►

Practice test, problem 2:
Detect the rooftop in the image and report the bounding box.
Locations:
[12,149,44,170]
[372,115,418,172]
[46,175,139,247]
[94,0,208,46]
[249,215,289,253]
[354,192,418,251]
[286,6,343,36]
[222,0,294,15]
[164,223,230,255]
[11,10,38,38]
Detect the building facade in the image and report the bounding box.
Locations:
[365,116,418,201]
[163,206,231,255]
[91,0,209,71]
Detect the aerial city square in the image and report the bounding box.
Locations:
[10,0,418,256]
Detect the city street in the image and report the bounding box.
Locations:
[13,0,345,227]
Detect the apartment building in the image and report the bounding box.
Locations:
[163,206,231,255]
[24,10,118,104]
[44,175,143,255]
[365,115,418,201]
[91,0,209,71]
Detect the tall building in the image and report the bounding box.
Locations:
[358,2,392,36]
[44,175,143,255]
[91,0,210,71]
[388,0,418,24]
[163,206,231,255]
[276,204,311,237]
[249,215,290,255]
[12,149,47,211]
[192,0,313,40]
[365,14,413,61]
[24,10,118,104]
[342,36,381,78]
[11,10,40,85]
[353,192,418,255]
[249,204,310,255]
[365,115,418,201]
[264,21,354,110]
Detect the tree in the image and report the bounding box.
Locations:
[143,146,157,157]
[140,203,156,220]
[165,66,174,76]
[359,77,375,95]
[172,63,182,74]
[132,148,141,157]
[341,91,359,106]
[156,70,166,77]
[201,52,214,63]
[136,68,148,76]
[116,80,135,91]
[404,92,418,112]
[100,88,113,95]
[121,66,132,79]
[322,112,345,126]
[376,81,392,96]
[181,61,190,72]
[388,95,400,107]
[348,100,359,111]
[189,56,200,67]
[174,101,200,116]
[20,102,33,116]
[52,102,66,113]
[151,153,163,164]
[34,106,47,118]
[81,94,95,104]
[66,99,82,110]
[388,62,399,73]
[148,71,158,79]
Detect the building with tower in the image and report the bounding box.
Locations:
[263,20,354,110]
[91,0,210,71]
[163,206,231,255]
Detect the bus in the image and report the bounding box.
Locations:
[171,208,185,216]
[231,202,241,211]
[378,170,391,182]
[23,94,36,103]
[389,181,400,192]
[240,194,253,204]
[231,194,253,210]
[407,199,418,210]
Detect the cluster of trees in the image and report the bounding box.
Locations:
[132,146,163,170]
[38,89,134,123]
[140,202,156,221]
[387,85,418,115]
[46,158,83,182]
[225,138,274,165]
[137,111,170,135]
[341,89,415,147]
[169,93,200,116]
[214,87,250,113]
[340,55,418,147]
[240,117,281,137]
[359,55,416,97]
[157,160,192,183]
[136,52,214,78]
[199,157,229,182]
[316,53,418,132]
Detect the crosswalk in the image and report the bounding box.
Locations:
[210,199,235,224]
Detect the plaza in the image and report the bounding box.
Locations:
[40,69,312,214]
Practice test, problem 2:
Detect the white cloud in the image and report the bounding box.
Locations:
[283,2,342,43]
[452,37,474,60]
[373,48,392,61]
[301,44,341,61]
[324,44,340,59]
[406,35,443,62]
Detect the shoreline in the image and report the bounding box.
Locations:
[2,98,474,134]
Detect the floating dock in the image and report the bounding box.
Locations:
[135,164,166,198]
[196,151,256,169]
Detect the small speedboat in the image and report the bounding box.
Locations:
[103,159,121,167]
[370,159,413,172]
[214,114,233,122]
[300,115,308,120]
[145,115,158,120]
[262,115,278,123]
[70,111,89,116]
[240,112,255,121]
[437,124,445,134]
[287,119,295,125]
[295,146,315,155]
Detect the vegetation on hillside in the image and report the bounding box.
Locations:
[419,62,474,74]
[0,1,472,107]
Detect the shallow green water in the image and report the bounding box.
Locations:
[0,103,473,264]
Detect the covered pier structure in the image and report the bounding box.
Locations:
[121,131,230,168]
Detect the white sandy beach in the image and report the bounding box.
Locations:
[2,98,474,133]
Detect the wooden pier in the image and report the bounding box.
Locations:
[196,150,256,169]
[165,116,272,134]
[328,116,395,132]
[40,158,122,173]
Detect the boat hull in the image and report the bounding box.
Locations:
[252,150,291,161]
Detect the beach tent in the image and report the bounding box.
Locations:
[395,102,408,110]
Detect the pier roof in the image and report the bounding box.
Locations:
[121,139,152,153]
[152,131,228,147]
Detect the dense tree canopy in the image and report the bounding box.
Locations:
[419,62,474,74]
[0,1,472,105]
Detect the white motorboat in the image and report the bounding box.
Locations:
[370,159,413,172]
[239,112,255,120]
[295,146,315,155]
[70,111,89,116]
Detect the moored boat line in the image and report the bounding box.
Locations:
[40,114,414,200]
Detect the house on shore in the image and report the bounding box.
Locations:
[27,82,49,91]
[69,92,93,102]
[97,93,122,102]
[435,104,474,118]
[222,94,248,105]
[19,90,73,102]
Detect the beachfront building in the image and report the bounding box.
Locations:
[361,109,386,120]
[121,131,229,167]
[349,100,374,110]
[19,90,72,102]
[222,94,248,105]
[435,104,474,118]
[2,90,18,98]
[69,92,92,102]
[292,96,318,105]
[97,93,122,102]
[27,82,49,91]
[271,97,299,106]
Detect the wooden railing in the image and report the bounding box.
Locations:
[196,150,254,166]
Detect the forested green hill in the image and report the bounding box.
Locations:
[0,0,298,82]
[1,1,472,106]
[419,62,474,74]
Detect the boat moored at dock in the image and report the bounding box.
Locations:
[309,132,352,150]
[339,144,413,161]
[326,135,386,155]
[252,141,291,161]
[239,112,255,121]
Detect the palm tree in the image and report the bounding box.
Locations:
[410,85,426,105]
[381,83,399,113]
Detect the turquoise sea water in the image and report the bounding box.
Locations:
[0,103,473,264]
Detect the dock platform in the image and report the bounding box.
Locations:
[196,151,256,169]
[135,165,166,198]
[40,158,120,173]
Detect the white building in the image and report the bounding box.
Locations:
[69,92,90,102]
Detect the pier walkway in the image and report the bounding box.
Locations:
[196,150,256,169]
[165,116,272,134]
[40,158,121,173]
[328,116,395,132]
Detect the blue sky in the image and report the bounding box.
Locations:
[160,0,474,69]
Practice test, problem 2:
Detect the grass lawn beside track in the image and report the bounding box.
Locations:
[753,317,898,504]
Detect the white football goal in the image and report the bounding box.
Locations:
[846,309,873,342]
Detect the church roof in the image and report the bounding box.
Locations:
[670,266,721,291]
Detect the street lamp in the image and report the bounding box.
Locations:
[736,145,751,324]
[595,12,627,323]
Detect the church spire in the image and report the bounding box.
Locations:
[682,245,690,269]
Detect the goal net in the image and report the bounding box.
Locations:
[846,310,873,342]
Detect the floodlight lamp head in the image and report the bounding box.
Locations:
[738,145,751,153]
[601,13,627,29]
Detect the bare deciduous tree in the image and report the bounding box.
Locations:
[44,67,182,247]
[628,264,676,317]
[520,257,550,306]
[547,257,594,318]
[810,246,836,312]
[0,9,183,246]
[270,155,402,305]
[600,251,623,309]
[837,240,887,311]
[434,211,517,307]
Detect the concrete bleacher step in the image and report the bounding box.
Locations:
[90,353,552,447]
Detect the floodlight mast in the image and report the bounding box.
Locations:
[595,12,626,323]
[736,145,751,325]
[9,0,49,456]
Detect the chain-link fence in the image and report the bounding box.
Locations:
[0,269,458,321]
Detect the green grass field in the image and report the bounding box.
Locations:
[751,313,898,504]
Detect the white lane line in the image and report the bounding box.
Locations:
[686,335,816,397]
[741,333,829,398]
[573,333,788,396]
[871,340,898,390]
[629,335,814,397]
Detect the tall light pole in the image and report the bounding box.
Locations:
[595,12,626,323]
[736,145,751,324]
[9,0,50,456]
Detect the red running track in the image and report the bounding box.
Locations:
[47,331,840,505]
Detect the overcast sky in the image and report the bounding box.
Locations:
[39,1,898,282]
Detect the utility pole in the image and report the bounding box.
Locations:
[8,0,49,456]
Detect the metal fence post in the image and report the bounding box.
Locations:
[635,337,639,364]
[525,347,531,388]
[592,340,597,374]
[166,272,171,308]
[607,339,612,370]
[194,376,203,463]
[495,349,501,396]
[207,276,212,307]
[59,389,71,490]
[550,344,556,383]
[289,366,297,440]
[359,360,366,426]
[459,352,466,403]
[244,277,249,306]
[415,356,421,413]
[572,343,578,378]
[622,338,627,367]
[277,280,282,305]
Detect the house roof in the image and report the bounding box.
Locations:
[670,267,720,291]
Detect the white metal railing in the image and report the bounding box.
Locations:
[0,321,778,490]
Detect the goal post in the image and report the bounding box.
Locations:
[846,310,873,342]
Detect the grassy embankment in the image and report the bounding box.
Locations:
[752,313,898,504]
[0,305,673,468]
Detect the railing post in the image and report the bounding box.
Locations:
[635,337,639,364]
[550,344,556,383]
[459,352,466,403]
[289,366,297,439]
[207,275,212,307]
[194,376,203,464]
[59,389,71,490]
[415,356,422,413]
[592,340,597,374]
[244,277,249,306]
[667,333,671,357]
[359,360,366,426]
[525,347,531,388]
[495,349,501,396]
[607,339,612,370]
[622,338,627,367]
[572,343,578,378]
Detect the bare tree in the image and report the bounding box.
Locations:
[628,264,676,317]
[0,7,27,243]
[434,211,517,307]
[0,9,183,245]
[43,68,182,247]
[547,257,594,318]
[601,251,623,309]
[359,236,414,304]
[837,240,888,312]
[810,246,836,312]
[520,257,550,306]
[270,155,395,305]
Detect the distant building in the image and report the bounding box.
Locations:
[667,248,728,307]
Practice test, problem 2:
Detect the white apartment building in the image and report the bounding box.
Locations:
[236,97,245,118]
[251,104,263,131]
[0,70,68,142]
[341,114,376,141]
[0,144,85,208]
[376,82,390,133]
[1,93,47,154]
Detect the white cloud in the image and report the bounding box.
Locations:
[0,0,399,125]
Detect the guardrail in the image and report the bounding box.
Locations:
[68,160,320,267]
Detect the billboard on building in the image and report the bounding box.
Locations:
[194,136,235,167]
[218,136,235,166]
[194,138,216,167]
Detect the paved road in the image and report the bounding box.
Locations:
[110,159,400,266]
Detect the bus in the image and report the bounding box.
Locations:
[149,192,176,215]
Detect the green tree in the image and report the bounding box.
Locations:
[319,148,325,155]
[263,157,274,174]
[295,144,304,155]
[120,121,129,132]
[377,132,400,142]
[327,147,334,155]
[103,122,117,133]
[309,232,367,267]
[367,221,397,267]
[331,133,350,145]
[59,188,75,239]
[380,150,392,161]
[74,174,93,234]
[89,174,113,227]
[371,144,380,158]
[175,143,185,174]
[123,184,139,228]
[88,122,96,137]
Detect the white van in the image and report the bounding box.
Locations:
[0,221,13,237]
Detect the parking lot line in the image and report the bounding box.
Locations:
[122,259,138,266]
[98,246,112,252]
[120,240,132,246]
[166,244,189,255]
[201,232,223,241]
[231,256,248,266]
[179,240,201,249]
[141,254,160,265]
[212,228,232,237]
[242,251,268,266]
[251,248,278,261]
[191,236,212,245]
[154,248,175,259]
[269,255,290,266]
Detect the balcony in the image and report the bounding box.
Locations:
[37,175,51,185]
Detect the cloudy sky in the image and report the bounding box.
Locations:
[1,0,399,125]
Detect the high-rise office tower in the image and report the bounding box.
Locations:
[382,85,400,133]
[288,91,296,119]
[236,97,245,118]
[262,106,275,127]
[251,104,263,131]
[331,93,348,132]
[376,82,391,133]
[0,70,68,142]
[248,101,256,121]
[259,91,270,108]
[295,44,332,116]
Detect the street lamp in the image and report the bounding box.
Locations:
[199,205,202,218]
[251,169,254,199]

◄

> **DIRECTIONS**
Scan the data above and report each line in which "metal" is present.

> **SOLUTION**
Detect the metal fence post in the image and report the bounding box.
Detect the white metal railing in the image and report the bounding box.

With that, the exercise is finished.